* [Instructions for the task] Can you pull out every one of the records below and reproduce each line unchanged, character for character?

Contour annotation records
=====

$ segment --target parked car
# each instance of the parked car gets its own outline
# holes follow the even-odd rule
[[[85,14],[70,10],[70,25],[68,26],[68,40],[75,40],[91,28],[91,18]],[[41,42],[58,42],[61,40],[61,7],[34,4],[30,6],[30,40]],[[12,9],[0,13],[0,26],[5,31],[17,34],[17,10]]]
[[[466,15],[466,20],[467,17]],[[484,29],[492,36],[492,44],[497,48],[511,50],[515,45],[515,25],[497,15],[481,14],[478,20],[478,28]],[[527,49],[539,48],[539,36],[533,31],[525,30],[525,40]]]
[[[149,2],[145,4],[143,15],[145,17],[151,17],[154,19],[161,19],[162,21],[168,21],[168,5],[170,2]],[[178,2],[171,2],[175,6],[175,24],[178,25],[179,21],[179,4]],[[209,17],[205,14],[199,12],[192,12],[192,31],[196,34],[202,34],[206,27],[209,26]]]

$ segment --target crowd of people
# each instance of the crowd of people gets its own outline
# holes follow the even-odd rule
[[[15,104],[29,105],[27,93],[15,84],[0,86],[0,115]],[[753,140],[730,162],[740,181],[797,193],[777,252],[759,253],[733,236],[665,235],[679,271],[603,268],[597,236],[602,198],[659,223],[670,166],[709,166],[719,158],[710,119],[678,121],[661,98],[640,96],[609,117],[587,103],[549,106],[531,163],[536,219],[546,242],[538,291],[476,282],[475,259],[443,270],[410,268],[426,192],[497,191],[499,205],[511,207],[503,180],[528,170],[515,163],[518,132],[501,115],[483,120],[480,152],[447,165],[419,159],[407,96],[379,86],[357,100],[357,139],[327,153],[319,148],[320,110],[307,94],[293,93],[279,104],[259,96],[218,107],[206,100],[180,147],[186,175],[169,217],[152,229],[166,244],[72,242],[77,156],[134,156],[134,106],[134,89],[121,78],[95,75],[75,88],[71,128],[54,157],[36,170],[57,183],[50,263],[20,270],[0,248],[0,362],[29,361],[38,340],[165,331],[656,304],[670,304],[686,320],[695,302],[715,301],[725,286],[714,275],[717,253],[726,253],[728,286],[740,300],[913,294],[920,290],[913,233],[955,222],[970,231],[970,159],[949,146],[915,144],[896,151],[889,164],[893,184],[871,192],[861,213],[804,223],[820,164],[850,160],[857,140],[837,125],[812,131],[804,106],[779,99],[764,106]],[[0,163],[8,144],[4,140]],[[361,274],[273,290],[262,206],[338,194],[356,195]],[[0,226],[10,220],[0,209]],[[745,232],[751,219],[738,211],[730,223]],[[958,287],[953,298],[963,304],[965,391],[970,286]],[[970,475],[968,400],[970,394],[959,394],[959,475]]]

=====

* [Finished exercise]
$ segment --target parked car
# each instance of the parked car gets its own outline
# holes follow the even-odd rule
[[[85,14],[70,10],[70,25],[68,26],[68,40],[75,40],[91,28],[91,18]],[[41,42],[58,42],[61,40],[61,7],[34,4],[30,6],[30,40]],[[12,9],[0,13],[0,26],[5,31],[17,34],[17,10]]]
[[[466,15],[466,20],[467,17]],[[484,29],[492,36],[492,44],[497,48],[511,50],[515,45],[515,25],[497,15],[481,14],[478,20],[478,28]],[[527,49],[539,48],[539,36],[533,31],[525,30],[525,40]]]
[[[149,2],[145,4],[143,15],[145,17],[151,17],[154,19],[161,19],[162,21],[168,21],[168,5],[170,2]],[[178,2],[171,2],[175,6],[175,24],[178,25],[179,21],[179,4]],[[209,17],[205,14],[199,12],[192,12],[192,31],[196,34],[202,34],[206,27],[209,26]]]

$ segment --target crowd of people
# each instance of the crowd of people gets its own outline
# holes follow the even-odd rule
[[[15,104],[29,105],[27,93],[15,84],[0,86],[0,115]],[[753,140],[730,162],[740,181],[797,193],[777,252],[759,253],[733,236],[665,235],[679,271],[603,268],[597,236],[602,198],[659,223],[670,166],[709,166],[719,158],[710,119],[678,121],[661,98],[640,96],[609,117],[587,103],[549,106],[531,163],[536,219],[546,242],[538,291],[476,282],[475,259],[443,270],[410,268],[426,192],[497,191],[499,205],[511,207],[503,180],[528,170],[515,163],[518,132],[501,115],[483,120],[480,152],[447,165],[419,159],[407,96],[379,86],[357,100],[357,139],[327,153],[319,148],[320,110],[307,94],[293,93],[279,104],[259,96],[218,107],[206,100],[180,147],[186,175],[169,217],[152,229],[166,244],[72,242],[77,156],[134,156],[134,106],[134,89],[121,78],[95,75],[75,88],[71,128],[54,157],[36,170],[57,183],[50,263],[20,270],[0,248],[0,362],[29,361],[38,340],[165,331],[656,304],[670,304],[686,320],[695,302],[715,301],[725,286],[714,275],[717,253],[726,253],[728,286],[740,300],[913,294],[920,290],[913,233],[955,222],[970,231],[970,159],[949,146],[915,144],[896,151],[889,164],[893,184],[871,192],[861,213],[804,223],[820,164],[850,160],[857,140],[837,125],[812,131],[804,106],[779,99],[764,106]],[[0,163],[8,144],[4,140]],[[361,274],[273,290],[262,206],[338,194],[356,195]],[[0,226],[10,220],[0,209]],[[745,232],[751,219],[738,211],[730,223]],[[958,287],[953,298],[963,304],[965,391],[970,286]],[[970,475],[968,400],[970,394],[959,394],[959,475]]]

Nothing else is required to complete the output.